Reproduce only the rows starting at the line containing "Mark the thatched" and ending at the line containing "x=392 y=106", with the requests left unchanged. In the answers, multiply every x and y coordinate by 1.7 and round to the nearest whole number, rounding halves up.

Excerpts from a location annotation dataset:
────
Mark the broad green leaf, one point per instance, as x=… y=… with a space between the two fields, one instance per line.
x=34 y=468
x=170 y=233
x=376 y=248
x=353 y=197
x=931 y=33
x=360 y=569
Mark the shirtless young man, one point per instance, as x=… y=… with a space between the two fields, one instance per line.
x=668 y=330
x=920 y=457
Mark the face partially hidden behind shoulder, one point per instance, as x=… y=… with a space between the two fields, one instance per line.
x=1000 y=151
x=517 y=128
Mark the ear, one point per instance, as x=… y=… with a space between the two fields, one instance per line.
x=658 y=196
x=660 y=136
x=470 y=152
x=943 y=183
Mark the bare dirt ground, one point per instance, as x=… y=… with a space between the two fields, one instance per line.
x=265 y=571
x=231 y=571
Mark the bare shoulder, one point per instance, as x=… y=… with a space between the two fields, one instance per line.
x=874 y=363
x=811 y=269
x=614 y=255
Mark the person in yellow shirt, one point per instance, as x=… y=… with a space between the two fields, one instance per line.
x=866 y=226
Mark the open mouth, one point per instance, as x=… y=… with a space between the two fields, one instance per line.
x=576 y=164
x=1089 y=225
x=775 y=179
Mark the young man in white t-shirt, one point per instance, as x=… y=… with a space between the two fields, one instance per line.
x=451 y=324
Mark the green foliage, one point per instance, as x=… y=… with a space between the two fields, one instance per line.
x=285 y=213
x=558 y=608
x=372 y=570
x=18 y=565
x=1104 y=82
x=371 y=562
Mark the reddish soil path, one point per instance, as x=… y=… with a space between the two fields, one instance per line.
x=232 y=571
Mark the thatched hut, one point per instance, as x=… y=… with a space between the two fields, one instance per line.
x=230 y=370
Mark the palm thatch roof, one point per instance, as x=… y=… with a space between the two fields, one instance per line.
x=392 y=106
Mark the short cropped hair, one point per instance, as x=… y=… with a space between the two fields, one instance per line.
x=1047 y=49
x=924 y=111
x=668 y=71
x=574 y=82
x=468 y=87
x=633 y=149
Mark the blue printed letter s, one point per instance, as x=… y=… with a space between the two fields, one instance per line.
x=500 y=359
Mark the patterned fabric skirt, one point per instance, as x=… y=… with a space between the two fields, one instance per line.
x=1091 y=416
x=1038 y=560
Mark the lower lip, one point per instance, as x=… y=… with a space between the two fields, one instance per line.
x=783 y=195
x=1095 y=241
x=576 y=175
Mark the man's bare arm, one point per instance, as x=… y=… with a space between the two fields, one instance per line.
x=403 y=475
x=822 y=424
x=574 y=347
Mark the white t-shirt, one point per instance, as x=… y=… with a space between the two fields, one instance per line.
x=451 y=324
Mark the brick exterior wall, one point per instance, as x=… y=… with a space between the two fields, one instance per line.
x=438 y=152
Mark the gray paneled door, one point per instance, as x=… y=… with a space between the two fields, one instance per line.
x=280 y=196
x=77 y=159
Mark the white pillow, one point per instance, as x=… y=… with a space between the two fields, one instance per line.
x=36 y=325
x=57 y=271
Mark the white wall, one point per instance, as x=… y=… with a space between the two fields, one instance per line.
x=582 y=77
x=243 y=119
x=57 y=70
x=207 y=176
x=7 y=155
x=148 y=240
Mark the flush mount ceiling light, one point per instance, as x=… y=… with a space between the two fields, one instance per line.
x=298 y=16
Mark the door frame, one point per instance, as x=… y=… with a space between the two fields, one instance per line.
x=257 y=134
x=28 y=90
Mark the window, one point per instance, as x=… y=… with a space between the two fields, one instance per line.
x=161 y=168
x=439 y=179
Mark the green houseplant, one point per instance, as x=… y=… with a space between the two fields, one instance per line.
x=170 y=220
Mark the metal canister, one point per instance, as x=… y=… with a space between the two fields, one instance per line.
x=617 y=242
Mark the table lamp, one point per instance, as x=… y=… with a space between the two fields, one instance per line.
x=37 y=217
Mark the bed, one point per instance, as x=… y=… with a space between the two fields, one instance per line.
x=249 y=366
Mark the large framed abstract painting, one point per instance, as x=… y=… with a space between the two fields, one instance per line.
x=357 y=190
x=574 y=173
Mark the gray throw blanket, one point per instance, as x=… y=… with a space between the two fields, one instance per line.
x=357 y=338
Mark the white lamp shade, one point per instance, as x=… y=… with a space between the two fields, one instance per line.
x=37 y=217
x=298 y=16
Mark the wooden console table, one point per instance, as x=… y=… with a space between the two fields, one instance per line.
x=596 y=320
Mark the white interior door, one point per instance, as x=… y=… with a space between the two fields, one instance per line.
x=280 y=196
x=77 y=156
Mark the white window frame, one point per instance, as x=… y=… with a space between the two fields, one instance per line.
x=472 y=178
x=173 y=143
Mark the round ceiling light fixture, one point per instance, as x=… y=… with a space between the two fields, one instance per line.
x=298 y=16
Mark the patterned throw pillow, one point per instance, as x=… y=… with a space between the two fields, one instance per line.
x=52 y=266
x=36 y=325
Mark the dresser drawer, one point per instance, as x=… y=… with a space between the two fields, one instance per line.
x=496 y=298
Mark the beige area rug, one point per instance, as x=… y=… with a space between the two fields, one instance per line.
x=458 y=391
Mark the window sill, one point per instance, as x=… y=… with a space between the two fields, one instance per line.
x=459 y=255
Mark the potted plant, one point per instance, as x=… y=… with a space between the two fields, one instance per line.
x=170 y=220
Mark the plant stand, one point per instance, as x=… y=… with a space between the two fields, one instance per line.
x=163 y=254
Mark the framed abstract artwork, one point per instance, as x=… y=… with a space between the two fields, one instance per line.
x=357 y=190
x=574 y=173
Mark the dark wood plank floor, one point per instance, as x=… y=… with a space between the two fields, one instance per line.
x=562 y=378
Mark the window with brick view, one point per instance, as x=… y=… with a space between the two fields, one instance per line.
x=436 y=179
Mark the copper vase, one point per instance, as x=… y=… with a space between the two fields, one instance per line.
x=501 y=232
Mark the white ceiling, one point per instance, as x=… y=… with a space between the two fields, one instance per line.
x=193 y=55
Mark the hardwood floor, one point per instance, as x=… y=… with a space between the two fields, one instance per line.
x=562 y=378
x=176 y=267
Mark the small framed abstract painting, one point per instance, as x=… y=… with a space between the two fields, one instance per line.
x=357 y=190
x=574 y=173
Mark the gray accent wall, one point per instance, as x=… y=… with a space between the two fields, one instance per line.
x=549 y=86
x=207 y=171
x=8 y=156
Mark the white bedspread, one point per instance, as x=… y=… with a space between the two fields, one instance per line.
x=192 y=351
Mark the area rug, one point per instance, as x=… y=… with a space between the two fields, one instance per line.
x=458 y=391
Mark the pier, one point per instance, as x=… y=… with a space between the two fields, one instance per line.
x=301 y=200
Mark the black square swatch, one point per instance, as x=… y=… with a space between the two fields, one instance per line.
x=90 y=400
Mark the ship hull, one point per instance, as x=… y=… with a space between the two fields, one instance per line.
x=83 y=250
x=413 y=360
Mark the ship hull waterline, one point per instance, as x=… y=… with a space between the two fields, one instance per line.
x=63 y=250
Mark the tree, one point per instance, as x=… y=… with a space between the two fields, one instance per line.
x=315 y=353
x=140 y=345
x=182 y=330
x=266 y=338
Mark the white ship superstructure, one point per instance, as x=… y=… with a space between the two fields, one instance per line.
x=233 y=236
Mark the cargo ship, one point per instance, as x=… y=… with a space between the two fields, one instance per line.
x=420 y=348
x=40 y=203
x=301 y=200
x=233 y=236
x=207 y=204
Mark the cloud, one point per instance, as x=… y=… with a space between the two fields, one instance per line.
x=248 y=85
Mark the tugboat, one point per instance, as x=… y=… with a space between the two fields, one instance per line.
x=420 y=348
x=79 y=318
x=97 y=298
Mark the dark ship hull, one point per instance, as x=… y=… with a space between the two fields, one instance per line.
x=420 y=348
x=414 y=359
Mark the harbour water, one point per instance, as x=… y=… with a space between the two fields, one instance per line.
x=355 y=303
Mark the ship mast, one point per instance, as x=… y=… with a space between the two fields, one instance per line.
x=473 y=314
────
EXPECTED ANSWER ->
Mark the thatched hut, one point per instance, as x=… y=… with a space between the two fields, one instance per line.
x=391 y=629
Mark the palm thatch roof, one point per instance, as x=… y=… with a space between the two fields, one instance per line.
x=666 y=180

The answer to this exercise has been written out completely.